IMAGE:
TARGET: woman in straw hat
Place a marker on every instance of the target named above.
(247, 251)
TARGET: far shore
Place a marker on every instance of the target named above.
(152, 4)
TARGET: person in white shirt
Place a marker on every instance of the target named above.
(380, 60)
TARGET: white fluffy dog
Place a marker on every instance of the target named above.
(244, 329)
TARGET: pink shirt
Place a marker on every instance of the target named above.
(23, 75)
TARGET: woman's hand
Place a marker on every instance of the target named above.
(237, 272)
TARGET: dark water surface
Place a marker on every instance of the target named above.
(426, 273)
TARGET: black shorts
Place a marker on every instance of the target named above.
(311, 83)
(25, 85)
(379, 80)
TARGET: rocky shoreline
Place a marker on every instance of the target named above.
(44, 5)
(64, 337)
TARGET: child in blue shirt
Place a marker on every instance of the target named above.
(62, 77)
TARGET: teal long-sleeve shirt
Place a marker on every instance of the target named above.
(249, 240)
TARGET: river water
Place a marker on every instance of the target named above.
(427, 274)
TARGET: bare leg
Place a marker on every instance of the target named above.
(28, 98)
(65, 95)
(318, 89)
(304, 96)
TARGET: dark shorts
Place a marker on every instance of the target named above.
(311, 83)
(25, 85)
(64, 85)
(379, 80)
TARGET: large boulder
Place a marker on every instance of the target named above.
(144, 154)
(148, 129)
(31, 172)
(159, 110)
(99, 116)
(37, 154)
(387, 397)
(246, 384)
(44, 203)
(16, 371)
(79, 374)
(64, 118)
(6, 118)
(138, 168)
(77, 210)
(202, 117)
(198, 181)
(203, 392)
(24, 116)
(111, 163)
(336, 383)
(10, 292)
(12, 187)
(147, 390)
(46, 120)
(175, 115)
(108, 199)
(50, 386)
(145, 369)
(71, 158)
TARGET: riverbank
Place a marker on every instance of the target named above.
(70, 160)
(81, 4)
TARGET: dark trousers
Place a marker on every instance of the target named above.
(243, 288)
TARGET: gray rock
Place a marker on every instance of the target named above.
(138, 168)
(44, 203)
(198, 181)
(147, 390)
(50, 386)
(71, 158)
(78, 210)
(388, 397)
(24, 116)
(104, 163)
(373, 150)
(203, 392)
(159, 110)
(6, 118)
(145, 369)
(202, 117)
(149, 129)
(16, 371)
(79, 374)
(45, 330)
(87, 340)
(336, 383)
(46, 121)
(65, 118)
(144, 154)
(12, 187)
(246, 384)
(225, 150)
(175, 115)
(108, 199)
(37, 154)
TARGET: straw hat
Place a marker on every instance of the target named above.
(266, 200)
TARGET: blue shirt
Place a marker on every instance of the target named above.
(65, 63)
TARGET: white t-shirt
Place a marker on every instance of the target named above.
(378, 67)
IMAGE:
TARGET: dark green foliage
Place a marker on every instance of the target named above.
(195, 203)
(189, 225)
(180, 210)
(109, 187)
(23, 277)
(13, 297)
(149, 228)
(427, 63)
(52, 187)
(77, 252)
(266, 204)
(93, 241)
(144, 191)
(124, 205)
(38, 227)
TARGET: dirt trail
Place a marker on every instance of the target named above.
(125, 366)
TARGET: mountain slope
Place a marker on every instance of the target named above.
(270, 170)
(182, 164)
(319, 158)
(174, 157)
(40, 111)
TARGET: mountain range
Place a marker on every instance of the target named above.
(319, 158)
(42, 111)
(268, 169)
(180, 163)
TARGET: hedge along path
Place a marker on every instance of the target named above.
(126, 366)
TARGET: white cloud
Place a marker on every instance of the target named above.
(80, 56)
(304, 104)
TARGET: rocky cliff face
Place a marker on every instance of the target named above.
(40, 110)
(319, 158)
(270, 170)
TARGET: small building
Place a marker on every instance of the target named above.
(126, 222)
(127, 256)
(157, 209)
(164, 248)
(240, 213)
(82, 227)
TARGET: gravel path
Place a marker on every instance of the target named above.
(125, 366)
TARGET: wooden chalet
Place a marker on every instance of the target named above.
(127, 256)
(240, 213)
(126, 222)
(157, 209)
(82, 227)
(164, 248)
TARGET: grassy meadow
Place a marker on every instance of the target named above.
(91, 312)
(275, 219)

----------------------------------------

▶ [Task directions]:
Write out all the lines above again, replacing "Place a marker" with "Put a point" wherever it appears and leaving everything else unchanged.

▶ [Worked solution]:
IMAGE:
TARGET: woman in straw hat
Put a point on every instance of the target named above.
(247, 251)
TARGET: far shore
Put a point on every instance of the target named above.
(152, 4)
TARGET: person in white shirt
Put a point on every instance of the target named above.
(380, 60)
TARGET: white fluffy dog
Put a point on every instance of the target named above.
(244, 329)
TARGET: pink shirt
Put a point on every instance of the target named above.
(23, 75)
TARGET: woman's hand
Put a point on every instance of the target named above.
(237, 272)
TARGET: dark water surface
Put a point on every instance of the target named above.
(426, 273)
TARGET: black shorts
Put a point on every instance of the target named above.
(311, 83)
(25, 85)
(379, 80)
TARGET: rocky shoreline
Put a point on every instance of the target named above.
(44, 5)
(64, 337)
TARGET: child in blue shirt
Put a point on every instance of the target named above.
(62, 77)
TARGET: teal long-sleeve shirt
Put a point on every instance of the target named above.
(249, 240)
TARGET: river water
Put a point on every instance of the target named above.
(427, 274)
TARGET: bare leg
Put a point on every instance of the target named above.
(28, 98)
(65, 95)
(318, 89)
(304, 96)
TARGET: dark shorts
Put a point on every instance of the target named above.
(311, 83)
(25, 85)
(64, 85)
(379, 80)
TARGET: large boulder
Put a point on every instance of the target named above.
(144, 154)
(148, 129)
(31, 172)
(159, 110)
(99, 116)
(37, 154)
(387, 397)
(246, 384)
(44, 203)
(16, 371)
(79, 374)
(64, 118)
(6, 118)
(138, 168)
(77, 210)
(202, 117)
(198, 181)
(203, 392)
(24, 116)
(111, 163)
(336, 383)
(10, 292)
(12, 187)
(147, 390)
(46, 120)
(175, 115)
(108, 199)
(50, 386)
(145, 369)
(71, 158)
TARGET: riverbank
Put a point on every instance of the target named above.
(70, 160)
(81, 4)
TARGET: dark trousers
Put a point on every instance of the target named above.
(243, 288)
TARGET: gray rock
Put a point on every instance of the target named above.
(138, 168)
(44, 203)
(198, 181)
(147, 390)
(50, 386)
(71, 158)
(78, 210)
(388, 397)
(24, 116)
(104, 163)
(373, 150)
(203, 392)
(159, 110)
(6, 118)
(145, 369)
(202, 117)
(149, 129)
(16, 371)
(79, 374)
(45, 330)
(87, 340)
(336, 383)
(46, 121)
(65, 118)
(144, 154)
(12, 187)
(246, 384)
(225, 150)
(175, 115)
(108, 199)
(37, 154)
TARGET: straw hat
Put a point on every instance of the target named above.
(266, 200)
TARGET: blue shirt
Put a point on every instance of the target named above.
(65, 63)
TARGET: white t-shirt
Put a point on every instance of the target named above.
(378, 67)
IMAGE:
TARGET: dark green foliage
Put a point on every instance of the target named above.
(195, 203)
(189, 225)
(180, 210)
(109, 187)
(23, 277)
(13, 297)
(149, 228)
(427, 63)
(52, 187)
(77, 252)
(266, 204)
(93, 241)
(144, 191)
(124, 205)
(38, 227)
TARGET: dirt trail
Put a point on every instance of the target named above.
(125, 366)
TARGET: mountain slope
Put a point on every instance of the target named above.
(270, 170)
(182, 164)
(319, 158)
(174, 157)
(40, 111)
TARGET: mountain range
Put a point on every instance of the target named above.
(319, 158)
(42, 111)
(268, 169)
(180, 163)
TARGET: hedge along path
Put a point on every instance of the target named above.
(126, 366)
TARGET: white cloud
Put a point on every instance of the target named above.
(80, 56)
(304, 104)
TARGET: rocky cliff face
Put a point on every instance of the target named above.
(40, 110)
(319, 158)
(270, 170)
TARGET: small building
Put a point on every instance of the target named above.
(126, 222)
(127, 256)
(157, 209)
(164, 248)
(240, 213)
(82, 227)
TARGET: gravel path
Put a point on every instance of the target named above.
(125, 366)
TARGET: wooden chalet
Put a point on every instance of the target named above.
(127, 256)
(240, 213)
(126, 222)
(157, 209)
(82, 227)
(164, 248)
TARGET: grassy meadow
Put a point on every instance of the target named above.
(91, 312)
(275, 219)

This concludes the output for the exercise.